*** 本文

上町断層帯の危険な兆候
半年後に検証された熊本地震
10月9日午後9時より熊本地震発生後半年と云う時期に、被災建物を検証して建物に対する新たな警鐘を鳴らすという趣旨の番組を見ました。
一時間の放送で、内容は木造住宅の壁の直下率・マンションの地震係数・ゴム免震の超長期震動に対する脆弱性の三つをテーマにしていました。
番組の内容
【木造住宅の壁の直下率】
家が横方向に揺さぶられる時は、固いところに力が集まります。家で云えば二階の床面や屋根面が固い部分です。固い部分で受け止められた力は壁に伝わります。壁の中でも固い壁に力が集まります。その壁を耐力壁と云います。横向きの地震力は、耐力壁の中で縦方向に向きを変え、耐力壁の中の柱を通って土台・基礎へと伝わり地面へと流れていきます。屋根面で受け止めた地震力は二階の耐力壁へと流れます。その時、二階の耐力壁の下に柱があれば土台・基礎へと地震力は伝わるのですが、柱がなければ力が伝わらず建物が弱くなると云う内容でした。

******

- **課題の要件**:
a) 本文の内容と、次の(i)〜(iii)は合っていますか。それぞれ「はい」か「いいえ」で答え、判断の決め手となる本文の語句をそのまま引用してください。
(i) 番組の放送時間は一時間だった。
(ii) 番組は10月9日の午前に放送された。
(iii) 家が横方向に揺さぶられる時、力は柔らかいところに集まる。
b) 本文で紹介されている番組は、何をテーマにしていましたか。すべて挙げてください。
c) 本文の「一時間の放送で、内容は木造住」から「が弱くなると云う内容でした。」までを、その語句も含めて書き写してください。その際、「耐力壁」を「強い壁」に置き換えてください。
これらの記録は本文の読解には関係しません。

*** 添付記録

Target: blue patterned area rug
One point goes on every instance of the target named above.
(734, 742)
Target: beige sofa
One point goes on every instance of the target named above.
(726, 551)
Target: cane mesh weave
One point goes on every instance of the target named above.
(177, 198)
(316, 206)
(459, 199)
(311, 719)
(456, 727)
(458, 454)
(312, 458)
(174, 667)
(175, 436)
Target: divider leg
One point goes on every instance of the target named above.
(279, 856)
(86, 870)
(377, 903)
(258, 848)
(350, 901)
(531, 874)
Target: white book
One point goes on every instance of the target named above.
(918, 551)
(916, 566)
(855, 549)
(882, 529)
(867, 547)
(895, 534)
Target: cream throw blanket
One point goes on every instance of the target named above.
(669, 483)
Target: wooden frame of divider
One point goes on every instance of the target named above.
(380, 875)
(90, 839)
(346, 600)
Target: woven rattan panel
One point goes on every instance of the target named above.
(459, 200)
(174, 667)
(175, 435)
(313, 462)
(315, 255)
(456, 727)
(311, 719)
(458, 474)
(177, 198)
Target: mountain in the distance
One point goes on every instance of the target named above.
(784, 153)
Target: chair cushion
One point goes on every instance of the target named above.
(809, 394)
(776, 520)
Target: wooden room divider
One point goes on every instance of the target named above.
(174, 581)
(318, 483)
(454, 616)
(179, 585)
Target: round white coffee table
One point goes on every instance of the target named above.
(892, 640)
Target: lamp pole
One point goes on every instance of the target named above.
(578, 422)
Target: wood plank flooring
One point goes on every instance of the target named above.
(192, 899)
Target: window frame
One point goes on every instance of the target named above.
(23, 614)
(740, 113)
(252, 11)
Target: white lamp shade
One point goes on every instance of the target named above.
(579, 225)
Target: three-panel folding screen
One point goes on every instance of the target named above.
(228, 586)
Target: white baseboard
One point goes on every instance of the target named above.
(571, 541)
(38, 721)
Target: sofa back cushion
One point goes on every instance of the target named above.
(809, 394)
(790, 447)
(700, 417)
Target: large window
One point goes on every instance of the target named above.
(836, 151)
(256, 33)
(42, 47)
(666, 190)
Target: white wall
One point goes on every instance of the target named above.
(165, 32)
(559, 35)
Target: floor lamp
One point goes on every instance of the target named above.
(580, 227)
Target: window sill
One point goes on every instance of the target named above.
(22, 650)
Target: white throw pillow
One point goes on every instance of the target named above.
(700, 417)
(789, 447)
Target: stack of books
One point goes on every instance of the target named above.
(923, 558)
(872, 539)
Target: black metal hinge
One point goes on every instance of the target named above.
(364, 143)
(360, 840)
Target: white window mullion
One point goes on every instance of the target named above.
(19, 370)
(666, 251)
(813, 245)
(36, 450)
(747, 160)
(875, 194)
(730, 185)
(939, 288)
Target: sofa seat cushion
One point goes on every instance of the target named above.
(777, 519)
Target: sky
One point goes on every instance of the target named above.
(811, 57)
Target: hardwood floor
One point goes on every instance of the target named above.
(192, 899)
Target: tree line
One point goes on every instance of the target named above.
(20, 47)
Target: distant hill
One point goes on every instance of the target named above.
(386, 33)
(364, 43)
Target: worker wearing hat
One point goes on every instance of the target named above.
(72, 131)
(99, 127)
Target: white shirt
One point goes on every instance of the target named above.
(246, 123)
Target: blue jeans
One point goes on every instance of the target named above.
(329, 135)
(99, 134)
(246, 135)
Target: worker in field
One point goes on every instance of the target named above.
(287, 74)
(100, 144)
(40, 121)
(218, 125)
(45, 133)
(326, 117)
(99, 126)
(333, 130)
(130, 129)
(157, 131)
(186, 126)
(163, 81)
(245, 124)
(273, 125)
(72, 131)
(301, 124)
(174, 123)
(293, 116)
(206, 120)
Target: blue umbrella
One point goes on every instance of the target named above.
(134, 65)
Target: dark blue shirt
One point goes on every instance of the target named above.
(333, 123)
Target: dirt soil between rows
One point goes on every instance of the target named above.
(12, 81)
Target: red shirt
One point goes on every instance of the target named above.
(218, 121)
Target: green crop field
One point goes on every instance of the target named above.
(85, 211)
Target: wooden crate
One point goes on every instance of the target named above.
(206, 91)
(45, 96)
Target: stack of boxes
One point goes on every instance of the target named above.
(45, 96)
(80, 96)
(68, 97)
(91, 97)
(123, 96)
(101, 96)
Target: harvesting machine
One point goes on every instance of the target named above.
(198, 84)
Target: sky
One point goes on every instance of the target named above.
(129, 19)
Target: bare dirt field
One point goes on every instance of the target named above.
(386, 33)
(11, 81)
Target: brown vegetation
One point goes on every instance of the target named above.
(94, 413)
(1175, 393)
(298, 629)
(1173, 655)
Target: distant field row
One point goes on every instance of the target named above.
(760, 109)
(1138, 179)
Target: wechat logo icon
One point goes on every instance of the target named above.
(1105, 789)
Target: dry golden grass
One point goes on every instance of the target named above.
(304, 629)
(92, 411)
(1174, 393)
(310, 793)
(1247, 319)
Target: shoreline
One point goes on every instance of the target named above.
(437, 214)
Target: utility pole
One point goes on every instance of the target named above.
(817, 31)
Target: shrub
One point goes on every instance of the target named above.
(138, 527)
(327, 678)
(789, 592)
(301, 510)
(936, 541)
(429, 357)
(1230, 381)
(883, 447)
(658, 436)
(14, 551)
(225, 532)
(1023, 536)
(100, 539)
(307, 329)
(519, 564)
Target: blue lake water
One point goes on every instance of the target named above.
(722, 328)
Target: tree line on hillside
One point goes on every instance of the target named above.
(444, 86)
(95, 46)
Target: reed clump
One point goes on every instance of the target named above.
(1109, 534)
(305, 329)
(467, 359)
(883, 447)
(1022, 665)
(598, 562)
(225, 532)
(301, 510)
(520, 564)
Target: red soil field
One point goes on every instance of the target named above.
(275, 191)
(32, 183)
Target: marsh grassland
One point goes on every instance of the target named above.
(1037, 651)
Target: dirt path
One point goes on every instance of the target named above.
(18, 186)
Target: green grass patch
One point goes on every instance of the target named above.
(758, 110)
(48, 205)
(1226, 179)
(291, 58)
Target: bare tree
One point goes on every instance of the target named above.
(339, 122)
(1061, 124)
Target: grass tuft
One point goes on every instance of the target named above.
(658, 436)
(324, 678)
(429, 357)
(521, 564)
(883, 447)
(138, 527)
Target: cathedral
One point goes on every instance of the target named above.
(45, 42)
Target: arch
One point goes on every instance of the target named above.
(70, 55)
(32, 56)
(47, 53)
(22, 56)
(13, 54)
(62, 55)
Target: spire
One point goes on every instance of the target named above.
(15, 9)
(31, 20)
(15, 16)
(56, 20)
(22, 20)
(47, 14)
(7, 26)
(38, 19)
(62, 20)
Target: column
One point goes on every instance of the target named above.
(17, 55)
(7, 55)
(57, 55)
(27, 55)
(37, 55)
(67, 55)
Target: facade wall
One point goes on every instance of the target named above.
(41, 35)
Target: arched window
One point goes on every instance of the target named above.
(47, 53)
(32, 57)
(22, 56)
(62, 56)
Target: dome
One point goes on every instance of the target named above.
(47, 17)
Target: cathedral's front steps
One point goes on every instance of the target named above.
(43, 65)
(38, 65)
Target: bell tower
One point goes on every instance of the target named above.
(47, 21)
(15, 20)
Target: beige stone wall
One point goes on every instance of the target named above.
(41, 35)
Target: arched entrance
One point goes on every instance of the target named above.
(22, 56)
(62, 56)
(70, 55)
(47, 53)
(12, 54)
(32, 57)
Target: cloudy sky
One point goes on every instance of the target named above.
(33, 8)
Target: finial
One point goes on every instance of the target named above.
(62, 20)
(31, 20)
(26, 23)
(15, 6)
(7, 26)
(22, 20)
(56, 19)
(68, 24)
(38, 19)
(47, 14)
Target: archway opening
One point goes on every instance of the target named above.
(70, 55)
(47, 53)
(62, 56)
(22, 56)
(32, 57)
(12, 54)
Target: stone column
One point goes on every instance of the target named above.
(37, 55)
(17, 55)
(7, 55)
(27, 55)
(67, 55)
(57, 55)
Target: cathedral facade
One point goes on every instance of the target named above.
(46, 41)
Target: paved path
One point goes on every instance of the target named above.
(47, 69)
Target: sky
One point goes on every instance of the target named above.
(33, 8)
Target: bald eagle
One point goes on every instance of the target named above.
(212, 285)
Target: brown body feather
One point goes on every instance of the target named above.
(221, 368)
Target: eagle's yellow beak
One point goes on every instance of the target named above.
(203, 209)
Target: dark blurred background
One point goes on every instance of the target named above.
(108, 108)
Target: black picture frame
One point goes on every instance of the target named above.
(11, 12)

******

- **解答例**:
a)
(i) はい。「一時間の放送で」
(ii) いいえ。「10月9日午後9時より」
(iii) いいえ。「固いところに力が集まります」

b)
・木造住宅の壁の直下率
・マンションの地震係数
・ゴム免震の超長期震動に対する脆弱性

c)
一時間の放送で、内容は木造住宅の壁の直下率・マンションの地震係数・ゴム免震の超長期震動に対する脆弱性の三つをテーマにしていました。
番組の内容
【木造住宅の壁の直下率】
家が横方向に揺さぶられる時は、固いところに力が集まります。家で云えば二階の床面や屋根面が固い部分です。固い部分で受け止められた力は壁に伝わります。壁の中でも固い壁に力が集まります。その壁を強い壁と云います。横向きの地震力は、強い壁の中で縦方向に向きを変え、強い壁の中の柱を通って土台・基礎へと伝わり地面へと流れていきます。屋根面で受け止めた地震力は二階の強い壁へと流れます。その時、二階の強い壁の下に柱があれば土台・基礎へと地震力は伝わるのですが、柱がなければ力が伝わらず建物が弱くなると云う内容でした。